What you need to do: Only the lines from the one containing "the green foliage" through the end of the listing below belong in your answer; retype them exactly.

────────────────────

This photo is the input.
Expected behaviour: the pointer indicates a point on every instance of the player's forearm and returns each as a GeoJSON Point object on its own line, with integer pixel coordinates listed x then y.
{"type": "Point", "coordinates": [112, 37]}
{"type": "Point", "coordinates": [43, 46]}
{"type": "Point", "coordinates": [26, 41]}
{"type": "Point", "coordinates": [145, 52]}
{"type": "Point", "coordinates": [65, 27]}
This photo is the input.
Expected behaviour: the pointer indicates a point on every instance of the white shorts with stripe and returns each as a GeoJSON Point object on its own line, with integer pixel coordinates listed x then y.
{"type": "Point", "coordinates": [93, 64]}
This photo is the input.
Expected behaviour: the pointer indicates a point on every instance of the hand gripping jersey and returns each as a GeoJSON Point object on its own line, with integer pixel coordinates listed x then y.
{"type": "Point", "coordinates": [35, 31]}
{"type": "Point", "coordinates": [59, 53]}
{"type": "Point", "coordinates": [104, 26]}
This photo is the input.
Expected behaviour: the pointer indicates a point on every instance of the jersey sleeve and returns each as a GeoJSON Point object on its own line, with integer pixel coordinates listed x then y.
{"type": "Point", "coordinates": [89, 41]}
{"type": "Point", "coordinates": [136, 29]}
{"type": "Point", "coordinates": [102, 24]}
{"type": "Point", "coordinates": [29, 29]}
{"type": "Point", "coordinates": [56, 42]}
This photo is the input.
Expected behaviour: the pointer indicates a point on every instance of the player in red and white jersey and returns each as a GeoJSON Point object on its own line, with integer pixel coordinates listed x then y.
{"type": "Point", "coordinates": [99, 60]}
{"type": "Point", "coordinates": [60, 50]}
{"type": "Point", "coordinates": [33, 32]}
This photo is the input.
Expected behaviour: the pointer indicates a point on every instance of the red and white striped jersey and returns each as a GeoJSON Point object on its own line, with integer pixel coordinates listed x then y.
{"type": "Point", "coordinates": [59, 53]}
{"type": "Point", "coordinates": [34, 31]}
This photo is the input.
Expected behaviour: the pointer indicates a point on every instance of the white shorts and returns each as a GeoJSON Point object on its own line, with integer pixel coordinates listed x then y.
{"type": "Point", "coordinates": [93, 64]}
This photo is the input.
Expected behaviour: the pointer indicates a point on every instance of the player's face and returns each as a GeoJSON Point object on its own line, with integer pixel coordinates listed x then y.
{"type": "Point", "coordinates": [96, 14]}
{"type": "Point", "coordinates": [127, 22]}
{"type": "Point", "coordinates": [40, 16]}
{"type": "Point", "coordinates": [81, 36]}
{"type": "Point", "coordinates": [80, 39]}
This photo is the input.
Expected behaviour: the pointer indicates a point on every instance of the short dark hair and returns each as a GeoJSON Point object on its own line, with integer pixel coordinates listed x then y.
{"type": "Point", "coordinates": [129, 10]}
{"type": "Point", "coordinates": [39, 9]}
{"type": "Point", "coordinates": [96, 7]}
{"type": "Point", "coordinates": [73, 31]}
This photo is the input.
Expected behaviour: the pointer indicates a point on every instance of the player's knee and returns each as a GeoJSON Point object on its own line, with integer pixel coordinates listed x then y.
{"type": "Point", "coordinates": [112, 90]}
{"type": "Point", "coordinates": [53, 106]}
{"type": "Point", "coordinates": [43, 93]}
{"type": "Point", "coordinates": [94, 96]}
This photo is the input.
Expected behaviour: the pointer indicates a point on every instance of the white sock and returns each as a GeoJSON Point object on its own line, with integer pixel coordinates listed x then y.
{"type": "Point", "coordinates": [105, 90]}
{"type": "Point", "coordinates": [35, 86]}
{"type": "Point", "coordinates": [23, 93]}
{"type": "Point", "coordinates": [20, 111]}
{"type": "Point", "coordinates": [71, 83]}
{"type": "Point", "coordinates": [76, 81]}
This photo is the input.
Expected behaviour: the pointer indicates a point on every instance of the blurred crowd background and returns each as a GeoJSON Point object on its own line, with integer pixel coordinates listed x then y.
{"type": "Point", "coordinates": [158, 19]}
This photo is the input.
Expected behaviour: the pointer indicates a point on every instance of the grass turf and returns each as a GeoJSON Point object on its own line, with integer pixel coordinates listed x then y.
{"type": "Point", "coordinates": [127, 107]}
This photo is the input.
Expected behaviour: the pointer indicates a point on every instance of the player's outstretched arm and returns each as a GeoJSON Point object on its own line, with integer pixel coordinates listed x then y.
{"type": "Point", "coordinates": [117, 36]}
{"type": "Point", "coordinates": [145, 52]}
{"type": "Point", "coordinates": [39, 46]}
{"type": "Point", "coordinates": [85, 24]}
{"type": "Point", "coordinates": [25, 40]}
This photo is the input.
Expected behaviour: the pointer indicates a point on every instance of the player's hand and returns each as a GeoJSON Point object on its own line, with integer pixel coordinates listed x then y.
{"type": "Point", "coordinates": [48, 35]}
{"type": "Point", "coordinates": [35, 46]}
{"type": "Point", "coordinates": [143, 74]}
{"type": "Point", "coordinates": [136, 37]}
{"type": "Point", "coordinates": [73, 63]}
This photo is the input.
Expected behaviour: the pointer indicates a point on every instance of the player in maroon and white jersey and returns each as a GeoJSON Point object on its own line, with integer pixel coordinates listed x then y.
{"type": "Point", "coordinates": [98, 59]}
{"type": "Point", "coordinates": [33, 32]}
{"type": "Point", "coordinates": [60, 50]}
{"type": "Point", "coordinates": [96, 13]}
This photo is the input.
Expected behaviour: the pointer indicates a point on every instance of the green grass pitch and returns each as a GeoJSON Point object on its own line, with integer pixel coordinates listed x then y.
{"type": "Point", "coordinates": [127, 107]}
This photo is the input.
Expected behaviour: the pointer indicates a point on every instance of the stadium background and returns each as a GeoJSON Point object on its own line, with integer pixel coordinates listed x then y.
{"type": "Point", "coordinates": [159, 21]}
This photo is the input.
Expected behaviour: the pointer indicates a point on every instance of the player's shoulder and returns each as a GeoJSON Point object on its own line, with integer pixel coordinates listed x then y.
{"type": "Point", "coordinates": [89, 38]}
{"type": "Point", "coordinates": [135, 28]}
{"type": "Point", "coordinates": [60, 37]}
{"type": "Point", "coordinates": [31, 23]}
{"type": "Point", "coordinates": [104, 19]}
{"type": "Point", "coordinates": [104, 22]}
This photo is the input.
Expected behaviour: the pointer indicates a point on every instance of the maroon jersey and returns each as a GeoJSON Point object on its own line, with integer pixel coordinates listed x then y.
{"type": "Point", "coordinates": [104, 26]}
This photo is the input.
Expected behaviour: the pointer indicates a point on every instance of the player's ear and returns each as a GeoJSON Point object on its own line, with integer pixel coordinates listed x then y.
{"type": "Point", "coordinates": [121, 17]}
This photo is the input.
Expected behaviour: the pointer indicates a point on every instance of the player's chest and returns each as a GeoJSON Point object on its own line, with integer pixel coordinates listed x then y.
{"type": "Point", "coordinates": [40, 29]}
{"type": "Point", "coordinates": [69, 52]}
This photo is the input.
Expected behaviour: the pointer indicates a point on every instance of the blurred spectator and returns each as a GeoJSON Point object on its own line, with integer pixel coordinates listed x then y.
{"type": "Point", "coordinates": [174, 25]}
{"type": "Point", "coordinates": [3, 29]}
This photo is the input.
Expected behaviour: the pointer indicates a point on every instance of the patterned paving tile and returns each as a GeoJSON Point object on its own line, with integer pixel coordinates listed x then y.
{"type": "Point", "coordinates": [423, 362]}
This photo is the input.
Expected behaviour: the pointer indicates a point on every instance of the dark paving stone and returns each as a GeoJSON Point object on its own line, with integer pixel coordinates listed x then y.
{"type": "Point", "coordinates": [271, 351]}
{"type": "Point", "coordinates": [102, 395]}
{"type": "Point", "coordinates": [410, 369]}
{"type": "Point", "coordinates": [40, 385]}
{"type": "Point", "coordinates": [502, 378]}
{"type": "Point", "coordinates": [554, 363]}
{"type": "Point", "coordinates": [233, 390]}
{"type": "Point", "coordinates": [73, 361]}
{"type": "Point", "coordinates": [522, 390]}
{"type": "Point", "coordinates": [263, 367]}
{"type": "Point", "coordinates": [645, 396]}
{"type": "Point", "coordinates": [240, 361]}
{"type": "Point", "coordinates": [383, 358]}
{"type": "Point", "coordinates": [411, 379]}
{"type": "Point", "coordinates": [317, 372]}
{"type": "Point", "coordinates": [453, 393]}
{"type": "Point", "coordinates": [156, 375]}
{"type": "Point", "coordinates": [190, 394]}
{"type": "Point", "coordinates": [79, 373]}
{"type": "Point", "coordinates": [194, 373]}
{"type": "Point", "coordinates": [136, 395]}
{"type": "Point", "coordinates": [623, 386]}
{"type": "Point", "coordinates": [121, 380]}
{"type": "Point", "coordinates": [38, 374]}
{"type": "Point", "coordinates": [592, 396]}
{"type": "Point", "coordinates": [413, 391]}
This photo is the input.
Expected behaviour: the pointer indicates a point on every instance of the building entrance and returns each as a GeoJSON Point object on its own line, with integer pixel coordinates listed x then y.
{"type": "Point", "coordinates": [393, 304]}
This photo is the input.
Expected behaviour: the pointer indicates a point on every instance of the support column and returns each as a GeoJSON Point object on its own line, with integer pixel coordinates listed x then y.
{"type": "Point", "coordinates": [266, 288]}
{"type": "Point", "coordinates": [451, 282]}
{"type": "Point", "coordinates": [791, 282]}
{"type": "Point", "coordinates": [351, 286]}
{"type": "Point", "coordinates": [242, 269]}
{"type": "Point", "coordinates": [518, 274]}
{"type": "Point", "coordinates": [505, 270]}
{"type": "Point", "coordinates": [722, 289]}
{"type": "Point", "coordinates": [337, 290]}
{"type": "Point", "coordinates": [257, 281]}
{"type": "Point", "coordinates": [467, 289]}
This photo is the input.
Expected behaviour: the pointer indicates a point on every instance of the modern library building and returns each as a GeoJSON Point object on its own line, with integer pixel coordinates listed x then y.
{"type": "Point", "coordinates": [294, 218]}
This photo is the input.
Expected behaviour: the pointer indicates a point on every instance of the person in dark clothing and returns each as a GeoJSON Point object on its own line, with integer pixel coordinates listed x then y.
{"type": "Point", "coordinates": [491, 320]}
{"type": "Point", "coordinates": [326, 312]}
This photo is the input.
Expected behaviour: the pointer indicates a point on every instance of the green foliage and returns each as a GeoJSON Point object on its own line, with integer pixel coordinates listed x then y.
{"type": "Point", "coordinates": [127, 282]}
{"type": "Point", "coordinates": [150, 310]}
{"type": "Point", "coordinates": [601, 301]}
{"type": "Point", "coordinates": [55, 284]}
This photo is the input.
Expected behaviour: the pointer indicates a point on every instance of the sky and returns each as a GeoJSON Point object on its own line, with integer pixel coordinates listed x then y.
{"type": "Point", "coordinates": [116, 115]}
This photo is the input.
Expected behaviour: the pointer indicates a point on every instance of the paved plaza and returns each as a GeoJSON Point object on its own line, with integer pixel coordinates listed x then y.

────────────────────

Response to the exercise:
Expected behaviour: the pointer indicates a point on every instance of the green foliage and returns each as a GeoJSON Point object on its own line, with integer pixel coordinates listed x then y.
{"type": "Point", "coordinates": [127, 282]}
{"type": "Point", "coordinates": [150, 310]}
{"type": "Point", "coordinates": [601, 301]}
{"type": "Point", "coordinates": [55, 284]}
This photo is the input.
Expected behaviour: the pointer indicates a point on every instance of the sky and returns each as a GeoJSON Point object on its own line, with integer pixel coordinates listed x then y.
{"type": "Point", "coordinates": [116, 115]}
This photo is the input.
Expected behaviour: the pointer indicates a point on every instance of the paved plaza and returns each as a GeoJSON Point object on its own line, with integer pixel coordinates listed x then y.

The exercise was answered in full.